[Phrase grounding data]

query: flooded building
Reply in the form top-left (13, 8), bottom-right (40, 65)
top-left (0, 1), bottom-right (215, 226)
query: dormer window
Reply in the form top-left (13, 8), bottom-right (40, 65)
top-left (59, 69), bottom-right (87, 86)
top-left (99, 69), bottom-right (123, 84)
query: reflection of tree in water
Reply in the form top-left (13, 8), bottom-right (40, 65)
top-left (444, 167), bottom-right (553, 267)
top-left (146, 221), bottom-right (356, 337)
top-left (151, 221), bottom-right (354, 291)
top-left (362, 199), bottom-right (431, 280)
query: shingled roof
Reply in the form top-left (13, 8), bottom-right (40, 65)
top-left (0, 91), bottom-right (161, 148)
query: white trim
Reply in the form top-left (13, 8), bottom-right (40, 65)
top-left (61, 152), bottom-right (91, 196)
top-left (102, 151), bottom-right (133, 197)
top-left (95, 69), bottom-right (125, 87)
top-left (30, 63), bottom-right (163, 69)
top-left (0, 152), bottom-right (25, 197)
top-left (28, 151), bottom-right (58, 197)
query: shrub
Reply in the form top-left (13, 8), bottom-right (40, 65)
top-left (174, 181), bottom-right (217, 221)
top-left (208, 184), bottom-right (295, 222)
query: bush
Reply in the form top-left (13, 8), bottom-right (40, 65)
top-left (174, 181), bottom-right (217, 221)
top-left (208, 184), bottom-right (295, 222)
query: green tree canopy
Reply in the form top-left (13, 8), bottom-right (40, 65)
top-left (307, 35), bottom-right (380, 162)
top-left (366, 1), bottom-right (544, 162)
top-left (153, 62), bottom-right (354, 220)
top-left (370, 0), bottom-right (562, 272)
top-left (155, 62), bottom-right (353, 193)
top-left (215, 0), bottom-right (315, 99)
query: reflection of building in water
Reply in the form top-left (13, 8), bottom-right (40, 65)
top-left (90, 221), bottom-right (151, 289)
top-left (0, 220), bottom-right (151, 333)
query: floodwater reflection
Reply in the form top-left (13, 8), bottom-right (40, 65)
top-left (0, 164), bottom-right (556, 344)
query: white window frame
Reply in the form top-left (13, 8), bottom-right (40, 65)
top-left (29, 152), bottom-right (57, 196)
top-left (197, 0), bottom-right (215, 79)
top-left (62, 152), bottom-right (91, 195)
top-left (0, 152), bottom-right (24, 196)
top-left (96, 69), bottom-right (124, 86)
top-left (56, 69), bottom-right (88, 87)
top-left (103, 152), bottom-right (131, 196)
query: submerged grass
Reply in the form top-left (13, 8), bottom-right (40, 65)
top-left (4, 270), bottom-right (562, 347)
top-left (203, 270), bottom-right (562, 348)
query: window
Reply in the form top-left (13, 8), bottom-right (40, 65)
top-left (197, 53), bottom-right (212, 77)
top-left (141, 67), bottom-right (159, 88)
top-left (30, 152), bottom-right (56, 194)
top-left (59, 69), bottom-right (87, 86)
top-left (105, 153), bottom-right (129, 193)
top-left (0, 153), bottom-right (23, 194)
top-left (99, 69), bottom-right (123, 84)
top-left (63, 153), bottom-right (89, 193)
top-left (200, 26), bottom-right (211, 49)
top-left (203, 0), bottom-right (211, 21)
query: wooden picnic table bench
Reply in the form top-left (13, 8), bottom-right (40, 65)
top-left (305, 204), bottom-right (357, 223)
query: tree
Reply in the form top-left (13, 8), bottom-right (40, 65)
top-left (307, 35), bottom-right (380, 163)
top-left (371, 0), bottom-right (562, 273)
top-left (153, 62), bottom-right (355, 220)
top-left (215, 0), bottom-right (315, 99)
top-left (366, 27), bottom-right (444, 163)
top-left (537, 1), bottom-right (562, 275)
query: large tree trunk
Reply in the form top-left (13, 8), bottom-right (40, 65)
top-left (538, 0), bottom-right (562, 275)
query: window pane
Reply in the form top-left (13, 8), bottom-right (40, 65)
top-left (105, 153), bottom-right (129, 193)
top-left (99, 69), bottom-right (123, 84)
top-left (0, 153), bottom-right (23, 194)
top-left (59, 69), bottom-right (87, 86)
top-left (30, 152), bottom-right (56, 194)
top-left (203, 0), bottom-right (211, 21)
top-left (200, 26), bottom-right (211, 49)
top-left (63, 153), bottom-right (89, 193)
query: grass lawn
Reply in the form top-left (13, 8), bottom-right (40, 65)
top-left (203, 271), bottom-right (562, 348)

*Activity*.
Return each line above where the word "building" shows up.

*Finished task*.
query: flooded building
query: reflection of building in water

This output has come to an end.